4,500-Year-Old Board Games And Game Pieces Unearthed At Gath
Conny Waters - AncientPages.com - Many ancient civilizations appreciated board games. Some of the oldest known board games are still played, while others are all but forgotten. The board games excavated from Ur are over4,500 years old, and the Egyptian game of senet is more than 5,000 years old.
An ancient gameboard from Tell es-Safi/Gath. Credit: Maria Eniukhina/Tell es-Safi/Gath Archaeological Project
The original rules of the Senet are unknown because no records of the rules have ever been discovered. Some have attempted to reconstruct the rules with the help of images found on ancient tomb walls and actual artifacts.
Based on what we know, the game of Senet was played by two people, either on elaborate carved and inlaid boards like the one found in Tutankhamen's tomb or scratched into the earth. The Senet gameboard is a grid of 30 squares arranged in three rows of ten.
Hnefatafl or tafl was an ancient Viking board game that became very popular in medieval Scandinavia. The Vikings played the board game as early as 400 A.D. Hnefatafl was a war strategy game.
The name literally means "King's Table," and although no description of the rules of the Hnefatafl exists, we know the game resembled chess, at least to some extent.
Archaeological excavations and studies keep expanding scientists' knowledge of ancient board games. According to a recent study published in Palestine Exploration Quarterly 4,500-year-old gameboards and game pieces discovered in an Early Bronze Age neighborhood at Tell eṣ-Ṣâfi/Gath offer insight into the lives and leisure time in the Levant, circa 2800–2600 B.C.
Scientists have also examined the proliferation and choice of board game — a derivative of the Egyptian game senet — aids researchers in understanding the osmosis of culture between ancient Canaan and Egypt. In the southern Levant, including at Tell es-Safi, ancient board games are predominantly uncovered in domestic or public contexts. These discoveries shed light on daily life in ancient Canaan, demonstrating the importance of gaming within private and social life in the region nearly 5,000 years ago.
Tell es-Safi. Credit: Ori - Public Domain
According to the article, "Daily Life and Cultural Appropriation in Early Bronze Age Canaan: Games and Gaming in a Domestic Neighborhood at Tell eṣ-Ṣâfi/Gath, Israel," gameboards and pieces artifacts from the Neolithic period onwards have been found in the southern Levant. Evidence for one of the particular games discovered at Gath — senet — is seen in Egypt in the late 4th–early 3rd millennium BCE.
Senet gaming board inscribed for Amenhotep III with separate sliding drawer, ca. 1390-1353 BCE. Credit: Charles Edwin Wilbour Fund - Brooklyn Museum, Public Domain
The other game that may have been played at Gath is called “30 Houses,” which is a Canaanite adaptation of senet. “If so, this is the earliest evidence of the ‘30 Houses’ game from the southern Levant and the only one from the Early Bronze Age,” write the authors.
Excavations at several Canaanite Early Bronze Age sites, including Megiddo, have resulted in the discovery of “30 Houses” board games. Three board games date to circa 3600–3100 BCE. Additionally, evidence of 55 board games were discovered in the Early Bronze Age II levels (circa 3100–2500 BCE) at Arad.

PROBLEM SET:
1. Answer these questions from the board games article:
(a) How many squares make up the Senet gameboard, and how are they arranged?
(b) What does the name Hnefatafl literally mean?
(c) How many board games' evidence was found in the Early Bronze Age II levels at Arad?
2. Please reproduce the board games article word for word, everything from "Based on what" down to "to some extent.".

DATA BLOCK:
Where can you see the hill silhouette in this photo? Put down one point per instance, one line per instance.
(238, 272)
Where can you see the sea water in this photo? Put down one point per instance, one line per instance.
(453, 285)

RESPONSES TO THE TASKS:
1.
(a) 30 squares, arranged in three rows of ten
(b) "King's Table"
(c) 55

2.
Based on what we know, the game of Senet was played by two people, either on elaborate carved and inlaid boards like the one found in Tutankhamen's tomb or scratched into the earth. The Senet gameboard is a grid of 30 squares arranged in three rows of ten.
Hnefatafl or tafl was an ancient Viking board game that became very popular in medieval Scandinavia. The Vikings played the board game as early as 400 A.D. Hnefatafl was a war strategy game.
The name literally means "King's Table," and although no description of the rules of the Hnefatafl exists, we know the game resembled chess, at least to some extent.